**EXCERPTED PASSAGE**
Is it a bad idea to confront the girl? I want to hear her side of the story... and compare the 2 stories to see if there is anything my bf is lying about or leaving out.

it seems that she hasnt told her bf about what happen seeing as they still seem as lovey dovey as ever on fb.


----------



## badcrumbs (Mar 2, 2015)

Sholee said:


> Is it a bad idea to confront the girl?



Good, bad, or neutral, I would talk to her about it. I would be stewing over the situation until I did... that's just me, though.


----------



## SockHead (Mar 2, 2015)

its not like you guys ****ed other people.. dont sweat it man


----------



## Reenhard (Mar 2, 2015)

Sholee said:


> Is it a bad idea to confront the girl? I want to hear her side of the story... and compare the 2 stories to see if there is anything my bf is lying about or leaving out.
> 
> it seems that she hasnt told her bf about what happen seeing as they still seem as lovey dovey as ever on fb.



Hm... there is always a risk for drama but still. When my ex boyfriend cheated on me, my friend who got flirthed by him told everything to me. And then I knew everything and at that point I left him. Better know the truth so.


----------



## Sholee (Mar 2, 2015)

SockHead said:


> its not like you guys ****ed other people.. dont sweat it man



lols you remind me of my friend. of course im glad that he didnt sleep with her or at least thats what he says. and honestly if it was some random girl that he kissed, it'd be a whole lot easier.

But its possible that he may have rekindled old feelings for his friend and it still doesnt change the fact that it shattered all the trust i had in him and i feel like that will be the hardest thing to repair if we are to stay together


----------



## SpatialSilence (Mar 2, 2015)

I would be really mad if this happened to me. If he is one bit indecisive about liking another girl, he doesn't truly love you. Love is liking one person and only wanting to be with that person. I think you should let him go, but that's just my opinion. He should get credit for being honest, but to say that it was 50/50 judgement would make him more than guilty. Being completely drunk is one thing but to have some control is wayyy different. And when you cheated it was much earlier so the love has grown. He did it not long ago so that makes him even more guilty. I feel really bad for you and I know how you feel somehow even though it has never happened to me. I hope things go well and you make a good decision. <3
He may really love you but he might just be confused. I would break it off for a while and see what direction he goes in. Make him fight for you back. He is the one that is guilty, not you.

**EXERCISE AIM**
Copy the forum thread word for word, beginning at "lols you remind" and stopping after "whole lot easier.".

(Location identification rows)
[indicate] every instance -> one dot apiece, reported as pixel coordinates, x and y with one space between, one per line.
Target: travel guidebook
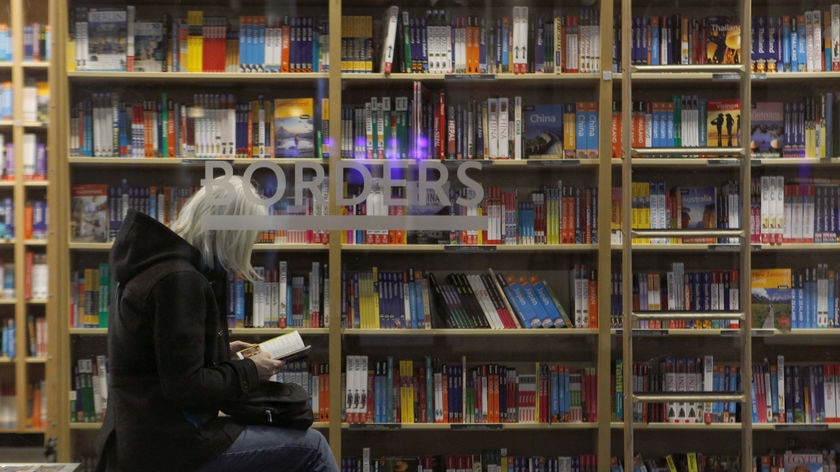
287 346
767 136
89 213
724 122
294 127
771 298
543 130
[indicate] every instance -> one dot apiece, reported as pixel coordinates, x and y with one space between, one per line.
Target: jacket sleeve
190 345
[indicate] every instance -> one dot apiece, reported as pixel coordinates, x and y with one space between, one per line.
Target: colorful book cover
89 213
398 464
294 127
771 298
543 131
724 122
723 40
803 462
107 40
697 210
767 134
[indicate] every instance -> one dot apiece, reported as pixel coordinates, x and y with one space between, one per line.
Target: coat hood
142 242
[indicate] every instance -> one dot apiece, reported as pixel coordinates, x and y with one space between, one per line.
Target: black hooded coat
169 363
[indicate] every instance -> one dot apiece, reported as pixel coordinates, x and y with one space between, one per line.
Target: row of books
285 297
680 207
391 390
802 42
793 393
90 299
114 39
36 42
782 298
798 298
35 277
781 211
804 459
491 460
417 299
214 125
36 405
439 41
810 459
684 39
98 210
800 128
458 127
561 214
677 374
314 377
89 392
34 158
35 99
781 393
679 290
7 218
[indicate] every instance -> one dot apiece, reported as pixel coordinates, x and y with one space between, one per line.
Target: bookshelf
603 243
27 373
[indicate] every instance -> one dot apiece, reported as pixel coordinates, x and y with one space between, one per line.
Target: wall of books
446 344
26 374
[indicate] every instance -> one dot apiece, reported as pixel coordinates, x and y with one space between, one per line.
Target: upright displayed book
288 346
771 298
89 220
724 122
767 134
543 130
294 127
696 208
723 40
107 43
149 47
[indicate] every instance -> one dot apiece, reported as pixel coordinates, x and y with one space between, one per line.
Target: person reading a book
171 365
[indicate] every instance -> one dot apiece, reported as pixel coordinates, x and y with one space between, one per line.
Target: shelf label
725 247
476 427
640 333
722 162
801 427
376 426
553 162
470 248
469 76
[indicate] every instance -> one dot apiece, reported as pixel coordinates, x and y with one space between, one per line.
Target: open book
286 346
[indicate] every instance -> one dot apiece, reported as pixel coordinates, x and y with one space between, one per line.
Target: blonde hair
230 248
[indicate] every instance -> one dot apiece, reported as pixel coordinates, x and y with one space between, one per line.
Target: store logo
416 194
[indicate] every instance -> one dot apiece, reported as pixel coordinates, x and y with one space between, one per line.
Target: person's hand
266 366
236 346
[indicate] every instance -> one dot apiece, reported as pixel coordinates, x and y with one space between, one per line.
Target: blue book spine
802 49
655 40
785 66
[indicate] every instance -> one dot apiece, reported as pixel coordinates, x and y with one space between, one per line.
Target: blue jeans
269 448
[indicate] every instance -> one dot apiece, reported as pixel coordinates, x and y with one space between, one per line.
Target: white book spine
129 35
503 123
835 37
517 127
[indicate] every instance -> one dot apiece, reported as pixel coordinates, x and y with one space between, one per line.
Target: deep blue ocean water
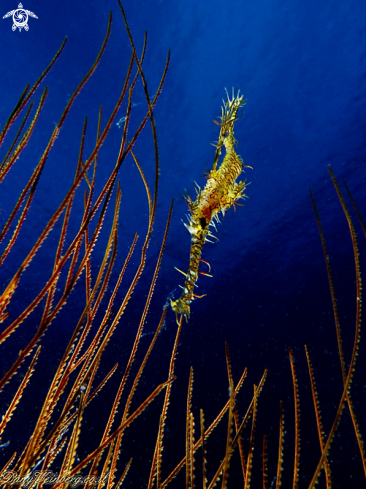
302 68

**THE OUTPUT**
lols you remind me of my friend. of course im glad that he didnt sleep with her or at least thats what he says. and honestly if it was some random girl that he kissed, it'd be a whole lot easier.